--- What you should do ---
Continue the text on reviewing an existing course with academics, picking up after its final sentence.

──────── Text shown

It is daunting, and exciting, and I’ve been able to try to practice what I have been preaching for the past two months. I’m happy to say it works but it isn’t without issue. The main one, as always being time.

Many of the people I’m working with (and myself if I’m honest) have been working harder this past year than in the years previous, desperate and under pressure to deliver the best we can for students, and who wants to add more work to that? Even if it helps in the long run, makes for better student journeys and outcomes in the long run, it doesn’t help the workload right now.

So we start small, a meeting to talk about a course. A course that has already been written and is possibly already running. This gives us something to work with rather than starting with a blank page but that raises the question of why look at it if the course is complete and the answer is feedback. It’ll have feedback from both the subject matter expert and the students.

Looking specifically at the purpose of the course, how students demonstrate they have met that purpose, and how students get from the start with ‘nothing’ to the end with ‘everything’. It isn’t a document heavy meeting, it’s a conversation to set criteria for reviewing the course and outline the student journey. This review might show that nothing needs to change which is wonderful. The student journey through the course has still been mapped and that map can be shared with students to help them make decisions about their own learning. More often though, small tweaks that make a massive difference are identified and the course is still mapped. Wins if you like for both academics and students.

────────────────
──────── Data excerpts

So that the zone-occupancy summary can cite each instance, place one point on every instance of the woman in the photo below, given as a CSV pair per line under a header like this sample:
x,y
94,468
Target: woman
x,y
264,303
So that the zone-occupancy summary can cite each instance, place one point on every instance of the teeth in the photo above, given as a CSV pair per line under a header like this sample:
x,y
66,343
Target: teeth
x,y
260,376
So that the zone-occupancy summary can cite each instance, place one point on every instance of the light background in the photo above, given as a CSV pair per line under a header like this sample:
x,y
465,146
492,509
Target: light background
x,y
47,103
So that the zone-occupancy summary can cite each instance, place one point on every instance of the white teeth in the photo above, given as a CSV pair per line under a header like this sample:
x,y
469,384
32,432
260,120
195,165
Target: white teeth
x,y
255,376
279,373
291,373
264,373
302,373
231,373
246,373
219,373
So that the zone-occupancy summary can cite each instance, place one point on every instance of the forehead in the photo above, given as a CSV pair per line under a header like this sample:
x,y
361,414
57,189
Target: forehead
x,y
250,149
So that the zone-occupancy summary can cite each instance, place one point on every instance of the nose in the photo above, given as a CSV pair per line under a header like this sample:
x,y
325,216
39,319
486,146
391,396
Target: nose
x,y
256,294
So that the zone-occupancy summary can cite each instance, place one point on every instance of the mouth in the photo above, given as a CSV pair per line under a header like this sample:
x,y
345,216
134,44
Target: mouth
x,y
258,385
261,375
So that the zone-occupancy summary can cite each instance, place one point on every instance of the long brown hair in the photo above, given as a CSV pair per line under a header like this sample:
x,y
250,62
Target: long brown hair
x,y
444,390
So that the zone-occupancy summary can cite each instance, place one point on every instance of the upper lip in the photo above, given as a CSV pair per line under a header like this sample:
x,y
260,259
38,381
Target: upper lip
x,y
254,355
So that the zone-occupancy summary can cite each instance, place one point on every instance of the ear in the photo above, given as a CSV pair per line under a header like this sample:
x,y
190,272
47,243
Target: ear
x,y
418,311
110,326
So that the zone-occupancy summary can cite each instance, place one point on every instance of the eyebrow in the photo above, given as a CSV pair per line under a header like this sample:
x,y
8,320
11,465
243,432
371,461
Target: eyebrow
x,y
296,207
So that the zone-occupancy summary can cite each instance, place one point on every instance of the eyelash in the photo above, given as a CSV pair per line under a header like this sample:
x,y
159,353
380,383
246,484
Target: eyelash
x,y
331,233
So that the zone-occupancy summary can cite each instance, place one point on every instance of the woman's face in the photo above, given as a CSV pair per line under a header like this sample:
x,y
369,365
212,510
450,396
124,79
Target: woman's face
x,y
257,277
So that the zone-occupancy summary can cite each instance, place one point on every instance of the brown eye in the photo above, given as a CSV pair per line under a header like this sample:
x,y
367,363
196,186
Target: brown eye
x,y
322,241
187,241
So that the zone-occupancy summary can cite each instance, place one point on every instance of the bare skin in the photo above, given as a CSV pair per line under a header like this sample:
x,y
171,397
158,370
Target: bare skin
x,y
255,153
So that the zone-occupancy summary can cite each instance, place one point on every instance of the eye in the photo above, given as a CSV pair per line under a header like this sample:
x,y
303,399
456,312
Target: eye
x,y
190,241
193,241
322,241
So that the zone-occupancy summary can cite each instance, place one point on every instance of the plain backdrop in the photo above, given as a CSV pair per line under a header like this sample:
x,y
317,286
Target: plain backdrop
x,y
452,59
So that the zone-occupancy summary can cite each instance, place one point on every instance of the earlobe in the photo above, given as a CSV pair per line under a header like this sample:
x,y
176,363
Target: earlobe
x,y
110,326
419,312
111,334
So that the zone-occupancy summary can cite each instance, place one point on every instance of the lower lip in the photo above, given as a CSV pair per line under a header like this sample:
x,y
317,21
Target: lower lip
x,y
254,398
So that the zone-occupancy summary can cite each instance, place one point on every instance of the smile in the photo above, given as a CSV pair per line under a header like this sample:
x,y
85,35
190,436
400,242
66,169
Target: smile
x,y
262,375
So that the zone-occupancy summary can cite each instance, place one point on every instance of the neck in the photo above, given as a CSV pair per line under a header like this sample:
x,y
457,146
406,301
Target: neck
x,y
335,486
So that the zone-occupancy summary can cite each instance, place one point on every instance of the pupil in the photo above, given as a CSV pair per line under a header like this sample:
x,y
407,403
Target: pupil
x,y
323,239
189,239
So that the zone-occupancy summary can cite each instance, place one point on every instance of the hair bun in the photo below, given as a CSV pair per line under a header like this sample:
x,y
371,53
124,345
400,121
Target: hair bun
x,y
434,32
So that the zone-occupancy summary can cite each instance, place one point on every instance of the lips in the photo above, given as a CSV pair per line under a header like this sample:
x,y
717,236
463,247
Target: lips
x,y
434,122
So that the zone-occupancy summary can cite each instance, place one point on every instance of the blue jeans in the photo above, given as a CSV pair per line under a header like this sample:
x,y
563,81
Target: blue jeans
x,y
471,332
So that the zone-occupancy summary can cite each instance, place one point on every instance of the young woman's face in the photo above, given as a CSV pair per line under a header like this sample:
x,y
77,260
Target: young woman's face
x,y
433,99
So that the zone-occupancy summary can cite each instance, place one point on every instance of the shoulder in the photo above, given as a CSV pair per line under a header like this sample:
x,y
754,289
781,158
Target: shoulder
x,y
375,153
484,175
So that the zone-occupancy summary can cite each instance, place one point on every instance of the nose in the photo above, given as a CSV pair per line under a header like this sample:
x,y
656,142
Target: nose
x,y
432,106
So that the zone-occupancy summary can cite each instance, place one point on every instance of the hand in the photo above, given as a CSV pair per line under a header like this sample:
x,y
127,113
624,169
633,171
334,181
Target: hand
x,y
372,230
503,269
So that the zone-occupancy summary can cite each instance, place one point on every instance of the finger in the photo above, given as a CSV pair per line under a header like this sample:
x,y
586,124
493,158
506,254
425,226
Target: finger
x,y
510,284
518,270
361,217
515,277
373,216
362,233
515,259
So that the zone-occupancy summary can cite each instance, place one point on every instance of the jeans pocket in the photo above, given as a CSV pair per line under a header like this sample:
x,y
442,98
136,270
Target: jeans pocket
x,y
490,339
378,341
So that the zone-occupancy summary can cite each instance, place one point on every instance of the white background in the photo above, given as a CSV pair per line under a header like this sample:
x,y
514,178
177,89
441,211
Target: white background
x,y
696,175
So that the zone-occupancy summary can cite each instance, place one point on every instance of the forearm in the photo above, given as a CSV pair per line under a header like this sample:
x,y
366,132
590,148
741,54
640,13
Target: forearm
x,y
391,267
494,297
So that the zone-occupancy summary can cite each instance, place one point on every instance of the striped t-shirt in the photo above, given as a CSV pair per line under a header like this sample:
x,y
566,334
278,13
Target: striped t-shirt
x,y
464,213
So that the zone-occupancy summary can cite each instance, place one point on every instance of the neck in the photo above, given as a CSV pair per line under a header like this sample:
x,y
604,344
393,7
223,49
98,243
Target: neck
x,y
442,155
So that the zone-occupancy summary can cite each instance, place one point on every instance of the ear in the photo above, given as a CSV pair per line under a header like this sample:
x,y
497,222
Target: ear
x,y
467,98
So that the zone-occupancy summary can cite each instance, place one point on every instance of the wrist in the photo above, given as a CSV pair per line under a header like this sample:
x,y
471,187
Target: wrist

────────────────

--- Solved problem ---
As I said, our focus is on making the course flexible, enabling students to choose between online delivery and physical, campus based delivery, enabling students to swap between the two as circumstances change without having to change course. Flexibility in itself answers some accessibility issues. For example, if Eren is a campus student but broke his leg half way through the semester and couldn’t attend physically anymore, he could swap to studying fully online until he is mobile again instead of missing classes.

There is a massive caveat here that having online options does not mean that the physical campus doesn’t need to be accessible. It is an addition, not a replacement.

So, in a single meeting we’ve mapped an existing course and created review criteria to identify ‘quick wins’ as well as massive hole (though those should be few and far between). With a little more time, the review is complete and the results are in. I don’t want to minimise this though. Carving out time to do it is difficult, just less difficult that starting a new course right now. If a new course is really necessary, the criteria for review become criteria for writing, helping to give structure to the course and enabling it to be written in smaller chunks of precious time. Not less time, just smaller, slightly easier to find, chunks of time.

I can’t help but add a few criteria of my own in addition to the ones outlined in the WCAG guidelines:

- Who tells the story and who does that benefit?
- Whose voice is heard and how?
- Whose voice is not being heard?

Ok, so these are more questions than criteria but they are simple and important. Creating a community and sense of belonging in these physically distanced times is difficult and so it is more important than ever for students to feel included, to see themselves in their course. So I look to swap out case studies or reference material as quick wins. More time consuming but still wins is to:

- Look at the language — how are individuals referred to?
- Look at the assumed knowledge — is it expected that everyone would get the same cultural references?
- Look at what and how events are referred to — are they all from a specific locale are they always talked about from the same perspective

An example I read recently referred to the first industrial revolution raising the standard of living for everyone because it raise productivity and created economic growth. However, when the first industrial revolution began (1760) the British slave trade was not yet illegal, child labour was not yet illegal, health and safety laws protecting workers were not yet a thing and the revolution very much benefited from these things.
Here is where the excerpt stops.